--- DATA SHOWN Enclosed Below ---

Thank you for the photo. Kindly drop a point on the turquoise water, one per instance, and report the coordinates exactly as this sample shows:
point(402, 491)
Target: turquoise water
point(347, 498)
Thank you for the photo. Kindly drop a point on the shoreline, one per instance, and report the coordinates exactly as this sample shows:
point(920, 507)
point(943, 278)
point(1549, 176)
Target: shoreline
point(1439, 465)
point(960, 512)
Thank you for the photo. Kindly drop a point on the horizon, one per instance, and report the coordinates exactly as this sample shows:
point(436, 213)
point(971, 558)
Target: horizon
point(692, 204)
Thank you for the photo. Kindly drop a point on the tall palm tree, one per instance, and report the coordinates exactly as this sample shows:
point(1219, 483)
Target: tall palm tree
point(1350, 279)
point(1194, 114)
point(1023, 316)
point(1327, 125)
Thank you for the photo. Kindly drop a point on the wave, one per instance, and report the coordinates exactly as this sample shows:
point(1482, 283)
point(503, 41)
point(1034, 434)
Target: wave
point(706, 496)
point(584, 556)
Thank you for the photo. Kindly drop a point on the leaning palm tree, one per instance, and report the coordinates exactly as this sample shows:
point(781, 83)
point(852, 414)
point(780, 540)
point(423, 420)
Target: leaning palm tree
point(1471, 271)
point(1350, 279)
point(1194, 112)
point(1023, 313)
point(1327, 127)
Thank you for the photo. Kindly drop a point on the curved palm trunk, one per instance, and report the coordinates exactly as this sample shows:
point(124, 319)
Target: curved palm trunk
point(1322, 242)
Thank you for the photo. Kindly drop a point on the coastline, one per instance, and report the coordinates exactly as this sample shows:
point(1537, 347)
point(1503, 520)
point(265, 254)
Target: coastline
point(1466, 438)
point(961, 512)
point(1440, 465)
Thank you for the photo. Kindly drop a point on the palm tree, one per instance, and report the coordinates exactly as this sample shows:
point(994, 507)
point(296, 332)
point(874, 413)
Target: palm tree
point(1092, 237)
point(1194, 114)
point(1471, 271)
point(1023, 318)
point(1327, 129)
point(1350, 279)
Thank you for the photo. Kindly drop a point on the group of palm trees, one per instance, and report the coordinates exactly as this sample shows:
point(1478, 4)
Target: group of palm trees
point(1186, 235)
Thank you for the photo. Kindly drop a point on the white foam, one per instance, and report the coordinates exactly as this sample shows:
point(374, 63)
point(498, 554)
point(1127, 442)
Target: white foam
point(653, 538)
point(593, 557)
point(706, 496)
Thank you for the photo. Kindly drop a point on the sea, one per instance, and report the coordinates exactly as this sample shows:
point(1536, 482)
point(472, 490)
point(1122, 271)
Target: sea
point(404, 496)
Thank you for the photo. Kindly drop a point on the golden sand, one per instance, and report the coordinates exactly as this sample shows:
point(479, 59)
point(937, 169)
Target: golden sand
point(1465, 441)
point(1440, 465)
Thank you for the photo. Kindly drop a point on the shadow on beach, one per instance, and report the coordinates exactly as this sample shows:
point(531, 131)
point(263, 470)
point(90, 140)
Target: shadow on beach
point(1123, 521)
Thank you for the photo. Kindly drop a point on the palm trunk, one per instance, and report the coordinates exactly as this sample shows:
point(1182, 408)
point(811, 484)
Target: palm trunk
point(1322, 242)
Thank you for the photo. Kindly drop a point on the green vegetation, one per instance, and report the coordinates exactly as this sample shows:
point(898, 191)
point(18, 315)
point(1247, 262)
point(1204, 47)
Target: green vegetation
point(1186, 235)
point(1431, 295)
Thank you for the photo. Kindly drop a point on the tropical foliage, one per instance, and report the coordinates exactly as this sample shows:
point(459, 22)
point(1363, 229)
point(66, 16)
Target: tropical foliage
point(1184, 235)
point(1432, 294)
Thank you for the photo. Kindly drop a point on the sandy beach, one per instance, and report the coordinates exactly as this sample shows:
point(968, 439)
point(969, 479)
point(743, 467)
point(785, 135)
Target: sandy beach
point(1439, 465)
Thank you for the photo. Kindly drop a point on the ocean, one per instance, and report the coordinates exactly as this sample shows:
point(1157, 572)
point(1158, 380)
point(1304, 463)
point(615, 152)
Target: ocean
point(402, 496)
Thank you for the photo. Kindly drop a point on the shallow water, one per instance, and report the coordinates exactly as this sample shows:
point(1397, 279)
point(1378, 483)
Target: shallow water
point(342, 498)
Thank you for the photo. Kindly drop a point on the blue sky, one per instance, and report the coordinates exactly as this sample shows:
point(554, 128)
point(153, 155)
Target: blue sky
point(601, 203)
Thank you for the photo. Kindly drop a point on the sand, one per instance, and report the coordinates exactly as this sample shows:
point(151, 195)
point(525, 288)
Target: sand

--- End of Enclosed DATA SHOWN ---

TASK REQUIREMENTS
Extract all of the data exactly as written.

RESPONSE
Thank you for the photo. Kindly drop a point on the turquoise water, one per instance, and report the coordinates exactly as this sample shows:
point(402, 491)
Target: turquoise water
point(347, 498)
Thank you for the photo. Kindly drop a point on the shoreline, one per instance, and report the coordinates exactly as this sample shows:
point(920, 507)
point(943, 278)
point(1549, 176)
Target: shoreline
point(1439, 465)
point(960, 512)
Thank you for the photo. Kindly drop a point on the horizon, one per instance, and report the coordinates exactly as this sample shows:
point(436, 213)
point(971, 558)
Target: horizon
point(692, 204)
Thank you for the photo. Kindly drop a point on the tall palm tree, one per instance, and report the coordinates exactly as this sample shows:
point(1219, 483)
Target: tall palm tree
point(1350, 279)
point(1194, 114)
point(1023, 316)
point(1327, 125)
Thank you for the photo. Kindly drop a point on the wave, one per instance, and report the coordinates exactly as this sample shows:
point(1482, 283)
point(503, 41)
point(1034, 434)
Target: wave
point(706, 496)
point(584, 556)
Thank you for the photo. Kindly drop a point on the leaning palm tree, one per instance, and report the coordinates exactly as this sample shows:
point(781, 83)
point(852, 414)
point(780, 540)
point(423, 420)
Target: leaning palm tree
point(1471, 271)
point(1350, 279)
point(1194, 112)
point(1023, 313)
point(1327, 127)
Thank you for the photo. Kindly drop a point on the curved palm trunk, one per instance, and report the coordinates exactly as this sample shows:
point(124, 319)
Target: curved palm trunk
point(1322, 242)
Thank you for the photo. Kindly drop a point on the coastline, one per instance, and report the coordinates exactly as this sample shows:
point(1537, 347)
point(1503, 520)
point(265, 254)
Target: coastline
point(1466, 438)
point(961, 512)
point(1440, 465)
Thank you for the photo. Kindly drop a point on the palm tree, one per instance, and report the coordinates exactly as this sample shows:
point(994, 507)
point(296, 332)
point(874, 413)
Target: palm tree
point(1092, 237)
point(1194, 114)
point(1471, 271)
point(1023, 318)
point(1327, 129)
point(1350, 279)
Thank you for the photo. Kindly drop a point on the group of palm trees, one per instance, and report the coordinates exactly as this sample shows:
point(1478, 4)
Target: group of palm trees
point(1186, 235)
Thank you for the photo. Kindly drop a point on the white foam, one per instance, and report the coordinates exactly as this sample shows:
point(374, 63)
point(498, 554)
point(1127, 442)
Target: white foam
point(653, 538)
point(593, 557)
point(706, 496)
Thank you for the photo. Kindly drop a point on the sea, one per instance, and report the coordinates exactly as this sample shows:
point(1536, 482)
point(472, 490)
point(1122, 271)
Target: sea
point(404, 496)
Thank you for the photo. Kindly drop a point on the golden sand, one per instance, and report the coordinates exactly as this sample shows:
point(479, 59)
point(937, 169)
Target: golden sand
point(1465, 441)
point(1440, 465)
Thank you for the photo. Kindly drop a point on the shadow on beach, one per instance, and report the coordinates exactly as this sample shows:
point(531, 131)
point(263, 470)
point(90, 140)
Target: shadow on beach
point(1123, 521)
Thank you for the photo. Kindly drop a point on the palm trunk, one per instance, and report the coordinates exactly as this sample shows:
point(1182, 408)
point(811, 484)
Target: palm trunk
point(1322, 242)
Thank you for the photo. Kindly drop a point on the green vegetation, one per instance, and report the coordinates exactly as this sample shows:
point(898, 191)
point(18, 315)
point(1247, 262)
point(1204, 47)
Target: green vegetation
point(1186, 235)
point(1431, 295)
Thank you for the photo. Kindly drop a point on the tropical foliage, one per instance, and report the coordinates exactly as this sample shows:
point(459, 22)
point(1363, 229)
point(66, 16)
Target: tropical foliage
point(1184, 235)
point(1432, 294)
Thank you for the photo. Kindly drop a point on the sandy beach, one per instance, and report the coordinates exactly as this sample shows:
point(968, 439)
point(969, 479)
point(743, 467)
point(785, 135)
Target: sandy beach
point(1439, 465)
Thank you for the photo. Kindly drop a point on the ocean, one per instance, and report the coordinates exactly as this sample shows:
point(1157, 572)
point(1158, 380)
point(1304, 463)
point(615, 152)
Target: ocean
point(402, 496)
Thank you for the photo. Kindly drop a point on the shallow water, one per instance, and report the coordinates exactly as this sample shows:
point(1397, 279)
point(1378, 483)
Target: shallow water
point(342, 498)
Thank you for the photo. Kindly drop a point on the blue sky, one per instance, and report the coordinates exactly as this sample shows:
point(554, 128)
point(153, 155)
Target: blue sky
point(601, 203)
Thank you for the photo. Kindly drop a point on the sand, one per instance, and report the coordinates exactly as this sample shows:
point(151, 195)
point(525, 288)
Target: sand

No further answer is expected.